--- start SUPPLIED DATA ---

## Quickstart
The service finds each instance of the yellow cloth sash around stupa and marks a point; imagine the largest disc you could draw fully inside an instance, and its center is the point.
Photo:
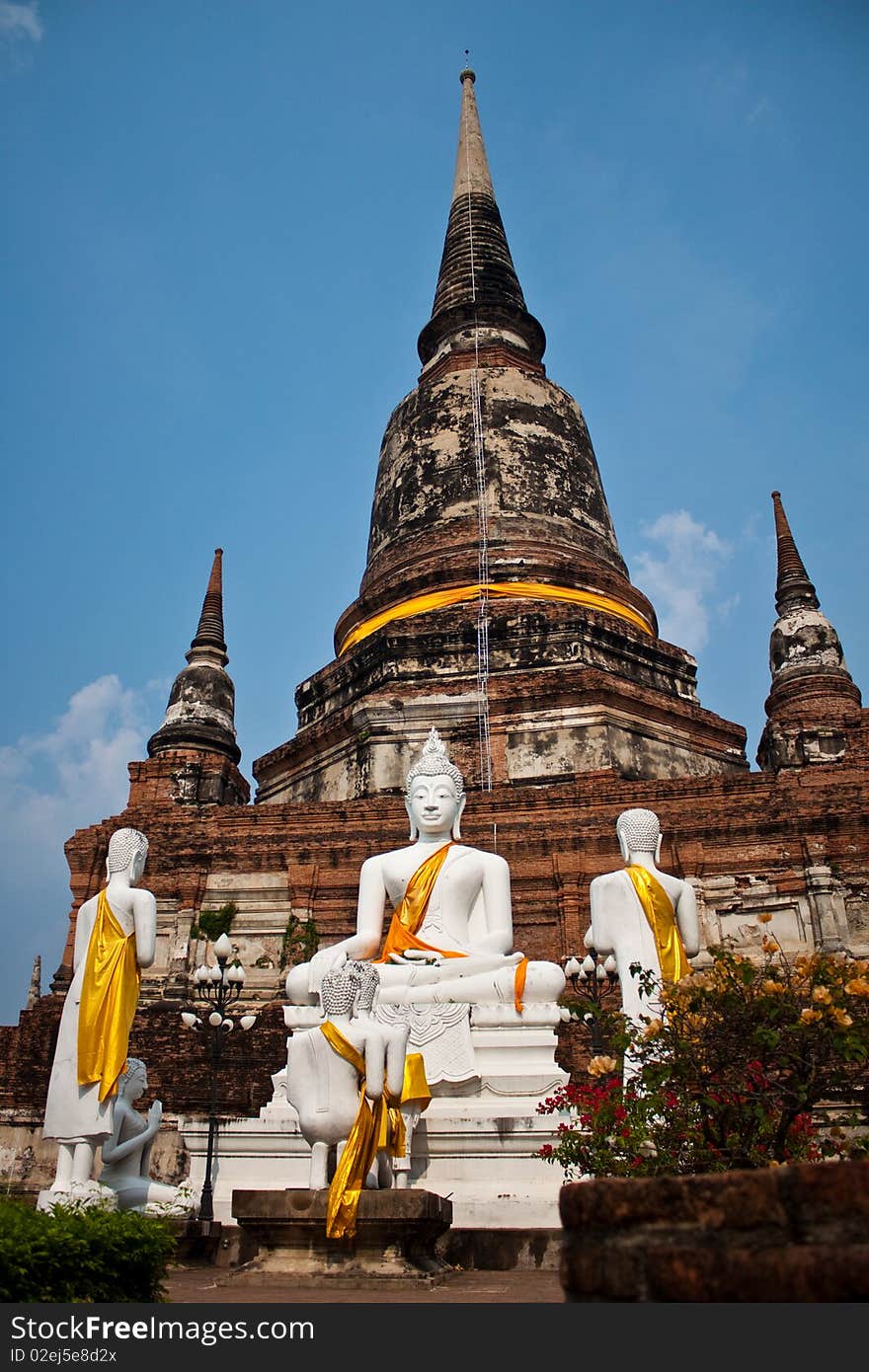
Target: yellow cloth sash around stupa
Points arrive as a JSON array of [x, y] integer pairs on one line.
[[358, 1153], [520, 590], [411, 911], [109, 999], [658, 910]]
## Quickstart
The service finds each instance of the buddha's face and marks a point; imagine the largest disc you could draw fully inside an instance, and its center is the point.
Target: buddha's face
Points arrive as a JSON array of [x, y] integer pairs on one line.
[[433, 804]]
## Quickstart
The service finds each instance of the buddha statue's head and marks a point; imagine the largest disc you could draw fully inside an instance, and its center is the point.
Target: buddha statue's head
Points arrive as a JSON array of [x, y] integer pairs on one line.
[[127, 850], [368, 984], [639, 832], [338, 991], [434, 795]]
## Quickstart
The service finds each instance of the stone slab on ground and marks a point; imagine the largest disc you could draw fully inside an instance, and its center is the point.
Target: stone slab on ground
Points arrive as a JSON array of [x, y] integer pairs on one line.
[[396, 1234], [190, 1284]]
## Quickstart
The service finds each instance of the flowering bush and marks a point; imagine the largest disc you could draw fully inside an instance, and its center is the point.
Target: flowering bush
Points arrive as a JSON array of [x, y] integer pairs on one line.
[[729, 1069]]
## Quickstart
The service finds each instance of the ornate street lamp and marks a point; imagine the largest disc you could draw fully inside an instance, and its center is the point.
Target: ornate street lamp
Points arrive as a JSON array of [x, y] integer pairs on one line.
[[217, 988], [593, 980]]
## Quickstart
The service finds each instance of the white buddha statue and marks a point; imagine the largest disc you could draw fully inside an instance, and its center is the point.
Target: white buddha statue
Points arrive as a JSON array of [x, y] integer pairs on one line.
[[643, 917], [116, 936], [450, 935], [126, 1153]]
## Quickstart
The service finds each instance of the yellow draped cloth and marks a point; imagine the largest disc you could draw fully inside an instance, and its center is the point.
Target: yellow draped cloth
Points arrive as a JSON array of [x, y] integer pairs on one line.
[[389, 1119], [109, 999], [520, 590], [358, 1153], [411, 911], [662, 922]]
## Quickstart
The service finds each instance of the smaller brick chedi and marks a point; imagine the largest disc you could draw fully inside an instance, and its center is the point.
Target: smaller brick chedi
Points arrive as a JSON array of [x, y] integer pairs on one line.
[[495, 607]]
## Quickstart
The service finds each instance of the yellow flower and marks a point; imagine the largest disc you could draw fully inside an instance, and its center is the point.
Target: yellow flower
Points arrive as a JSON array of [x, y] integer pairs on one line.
[[601, 1066], [771, 988]]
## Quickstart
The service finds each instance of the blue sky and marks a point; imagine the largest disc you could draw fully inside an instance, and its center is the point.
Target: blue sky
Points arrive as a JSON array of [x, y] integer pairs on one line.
[[221, 229]]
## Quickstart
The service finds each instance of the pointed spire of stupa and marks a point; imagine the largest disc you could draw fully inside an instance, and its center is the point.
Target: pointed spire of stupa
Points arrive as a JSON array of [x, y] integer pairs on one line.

--- end SUPPLIED DATA ---

Rewrite every line from the start of the records up to and including the line with "[[127, 850], [368, 984], [639, 832], [338, 991], [434, 795]]", shifting each x and y point coordinate by adding 14. Leave the pictures out.

## Quickstart
The service finds each instance of the yellow cloth sash around stupa and marks a point; imagine the largest disc you could draw fully inside an instance, and its center is the point.
Photo:
Target: yellow cloth sash around stupa
Points arrive as a JSON array of [x, y] integer pairs on one line.
[[372, 1167], [534, 604], [425, 925], [123, 1013], [672, 924]]
## Quickstart
The service finds each instance of the buddha's face and marks a point; imagine the largest disc you could draw fully inside an instance, and its center is the point.
Target: buddha's face
Points arrive as a JSON array of [x, y] integer pairs on one line.
[[447, 818]]
## Quickstart
The service finds each instance of the buddha statue's head and marks a point; imagine the largest disc you could draw fully inside an instance, and its center is the point.
Target: buddha statue's head
Points arrive as a JSON array of [x, y] integer pairs on one line.
[[141, 864], [382, 998], [653, 846], [352, 1005], [448, 809]]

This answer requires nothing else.